(Beginning of Exercise data)

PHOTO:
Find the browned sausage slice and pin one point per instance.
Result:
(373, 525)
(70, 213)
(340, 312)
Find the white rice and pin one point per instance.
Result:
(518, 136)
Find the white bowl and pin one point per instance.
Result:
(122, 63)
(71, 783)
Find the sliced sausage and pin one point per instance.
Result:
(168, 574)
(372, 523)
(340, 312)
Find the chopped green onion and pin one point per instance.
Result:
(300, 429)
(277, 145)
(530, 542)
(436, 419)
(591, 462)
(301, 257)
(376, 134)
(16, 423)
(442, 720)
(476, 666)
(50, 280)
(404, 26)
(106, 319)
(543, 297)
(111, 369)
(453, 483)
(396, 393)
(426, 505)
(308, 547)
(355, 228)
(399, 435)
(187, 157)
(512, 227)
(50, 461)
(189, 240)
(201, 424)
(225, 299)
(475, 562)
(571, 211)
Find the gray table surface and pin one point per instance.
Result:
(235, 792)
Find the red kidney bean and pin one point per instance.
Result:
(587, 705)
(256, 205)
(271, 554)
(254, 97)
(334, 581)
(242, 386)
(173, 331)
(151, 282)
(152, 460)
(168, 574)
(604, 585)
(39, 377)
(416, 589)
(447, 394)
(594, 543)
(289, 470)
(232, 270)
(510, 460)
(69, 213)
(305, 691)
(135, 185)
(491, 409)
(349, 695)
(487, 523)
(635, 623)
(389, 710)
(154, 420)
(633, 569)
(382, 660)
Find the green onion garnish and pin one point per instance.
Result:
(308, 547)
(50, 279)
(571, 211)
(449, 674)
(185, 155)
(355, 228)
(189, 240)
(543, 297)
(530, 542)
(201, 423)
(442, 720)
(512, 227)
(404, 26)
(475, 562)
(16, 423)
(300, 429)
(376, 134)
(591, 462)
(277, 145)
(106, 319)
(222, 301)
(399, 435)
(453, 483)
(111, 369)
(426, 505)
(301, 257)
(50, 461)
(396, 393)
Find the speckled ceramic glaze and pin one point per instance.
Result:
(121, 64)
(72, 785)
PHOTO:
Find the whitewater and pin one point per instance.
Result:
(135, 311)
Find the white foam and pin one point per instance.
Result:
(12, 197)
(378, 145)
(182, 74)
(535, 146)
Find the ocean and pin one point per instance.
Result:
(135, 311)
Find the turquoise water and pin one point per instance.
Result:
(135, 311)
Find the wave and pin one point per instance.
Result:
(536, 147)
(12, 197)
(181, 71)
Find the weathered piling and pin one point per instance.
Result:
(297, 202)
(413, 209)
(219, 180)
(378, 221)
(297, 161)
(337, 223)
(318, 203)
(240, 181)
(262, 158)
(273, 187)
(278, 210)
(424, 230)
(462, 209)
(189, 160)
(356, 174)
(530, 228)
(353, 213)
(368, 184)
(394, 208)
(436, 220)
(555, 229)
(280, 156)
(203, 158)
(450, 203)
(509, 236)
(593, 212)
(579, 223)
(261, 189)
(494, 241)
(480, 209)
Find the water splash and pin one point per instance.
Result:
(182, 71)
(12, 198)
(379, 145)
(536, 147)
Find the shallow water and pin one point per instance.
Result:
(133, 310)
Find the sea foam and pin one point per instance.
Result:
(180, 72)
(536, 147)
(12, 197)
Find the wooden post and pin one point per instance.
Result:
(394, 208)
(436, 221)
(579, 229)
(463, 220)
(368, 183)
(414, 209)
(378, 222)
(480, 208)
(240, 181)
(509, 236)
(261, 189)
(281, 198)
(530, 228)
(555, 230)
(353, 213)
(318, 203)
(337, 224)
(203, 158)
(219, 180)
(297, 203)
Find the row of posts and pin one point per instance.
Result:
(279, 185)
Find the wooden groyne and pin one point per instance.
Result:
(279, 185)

(End of Exercise data)

Exercise brief: Set the entries above down once more, exactly as they stand.

Reply:
PHOTO:
Find the browned sausage slice and pin one point per instance.
Result:
(373, 525)
(70, 213)
(340, 312)
Find the white rice and pin one point per instance.
Result:
(518, 136)
Find the white bowl and pin one point per instance.
Result:
(122, 63)
(71, 783)
Find the sliced sausage and pin one point per instance.
Result:
(168, 574)
(372, 523)
(340, 312)
Find the chopped green onion and pin one point per instance.
Result:
(300, 429)
(277, 145)
(530, 542)
(436, 419)
(591, 462)
(301, 257)
(376, 134)
(16, 423)
(442, 720)
(476, 666)
(50, 280)
(404, 26)
(106, 319)
(543, 297)
(111, 369)
(453, 483)
(396, 393)
(426, 505)
(308, 547)
(355, 228)
(399, 435)
(187, 157)
(512, 227)
(50, 461)
(189, 240)
(201, 424)
(225, 299)
(475, 562)
(571, 211)
Find the gray table surface and pin one point per instance.
Result:
(235, 792)
Find the red kidney bean and pin one point per instance.
Result:
(587, 705)
(256, 205)
(271, 554)
(254, 97)
(334, 581)
(242, 386)
(173, 331)
(151, 282)
(152, 460)
(168, 574)
(604, 585)
(39, 377)
(416, 589)
(447, 394)
(594, 543)
(289, 470)
(232, 270)
(510, 460)
(69, 213)
(305, 691)
(135, 185)
(491, 409)
(349, 695)
(487, 523)
(635, 623)
(389, 710)
(154, 420)
(633, 569)
(382, 660)
Find the green onion garnish and pin one point per instance.
Result:
(308, 547)
(50, 279)
(571, 211)
(449, 674)
(185, 155)
(355, 228)
(189, 240)
(543, 297)
(530, 542)
(201, 423)
(442, 720)
(512, 227)
(404, 26)
(475, 562)
(16, 423)
(300, 429)
(376, 134)
(591, 462)
(277, 145)
(106, 319)
(222, 301)
(399, 435)
(453, 483)
(111, 369)
(426, 505)
(301, 257)
(50, 461)
(396, 393)
Find the speckled ceramic glaze and pin one point per instance.
Result:
(121, 64)
(72, 785)
PHOTO:
Find the whitewater and pin one point per instance.
Result:
(135, 311)
Find the white foam and pin one point per instance.
Result:
(12, 197)
(378, 145)
(182, 74)
(535, 146)
Find the ocean and pin one point per instance.
Result:
(135, 311)
Find the turquoise water and pin one point per instance.
Result:
(135, 311)
Find the wave and pin one point per instance.
Result:
(536, 147)
(12, 197)
(181, 71)
Find the weathered piling and pin one point per instance.
Result:
(297, 202)
(413, 209)
(219, 180)
(378, 221)
(297, 161)
(337, 223)
(318, 203)
(240, 181)
(262, 158)
(273, 187)
(278, 210)
(424, 230)
(462, 209)
(189, 160)
(356, 174)
(530, 228)
(353, 213)
(368, 184)
(394, 208)
(436, 220)
(555, 229)
(280, 156)
(203, 158)
(450, 203)
(509, 236)
(593, 212)
(579, 223)
(261, 189)
(494, 241)
(480, 209)
Find the water splash and pin one point per instance.
Result:
(182, 71)
(12, 198)
(379, 145)
(536, 147)
Find the shallow water and pin one point per instance.
Result:
(133, 310)
Find the sea foam and pin one point per instance.
Result:
(180, 72)
(536, 147)
(12, 197)
Find the wooden post and pin one point per instance.
Result:
(394, 208)
(436, 221)
(579, 229)
(463, 220)
(368, 183)
(414, 209)
(378, 222)
(480, 208)
(240, 181)
(509, 236)
(261, 189)
(281, 198)
(530, 228)
(555, 230)
(353, 213)
(318, 203)
(337, 224)
(203, 158)
(219, 180)
(297, 203)
Find the row of posts and pin one point per instance.
Result:
(279, 185)
Find the wooden groyne and pin one point per instance.
Result:
(279, 185)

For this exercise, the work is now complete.